A faithful copy of the listing below is needed, one that contains no pictures.

EXERCISE MATERIAL
══════════
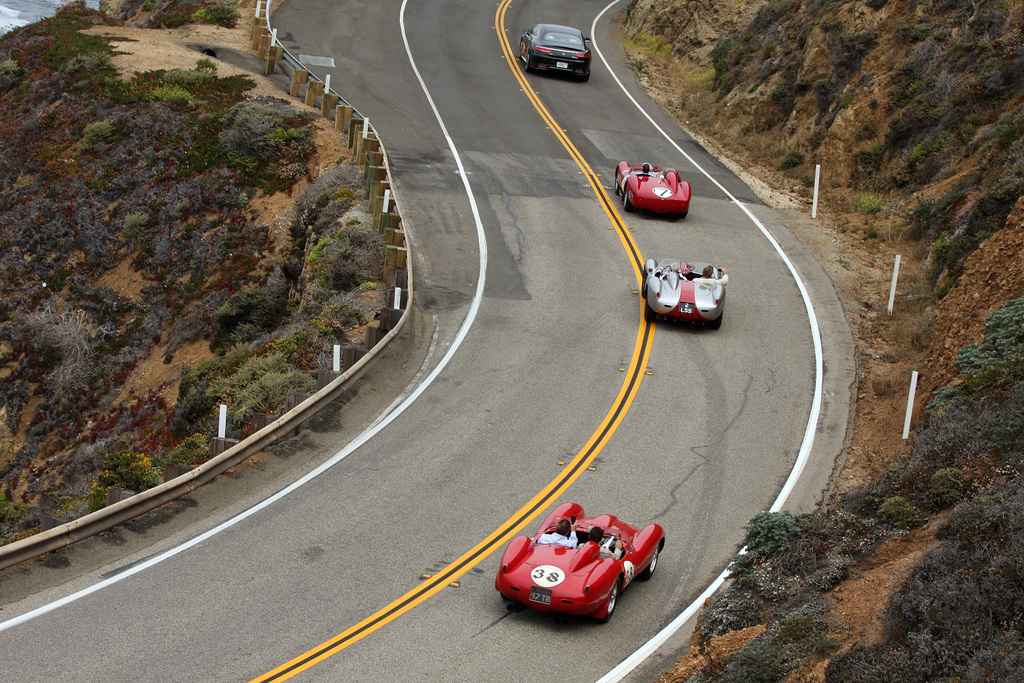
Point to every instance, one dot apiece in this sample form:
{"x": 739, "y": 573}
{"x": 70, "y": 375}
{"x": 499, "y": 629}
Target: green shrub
══════════
WORKED SOLUTION
Point to every instance, one dot apiece in this sample form:
{"x": 739, "y": 573}
{"x": 70, "y": 375}
{"x": 499, "y": 629}
Target: green shrub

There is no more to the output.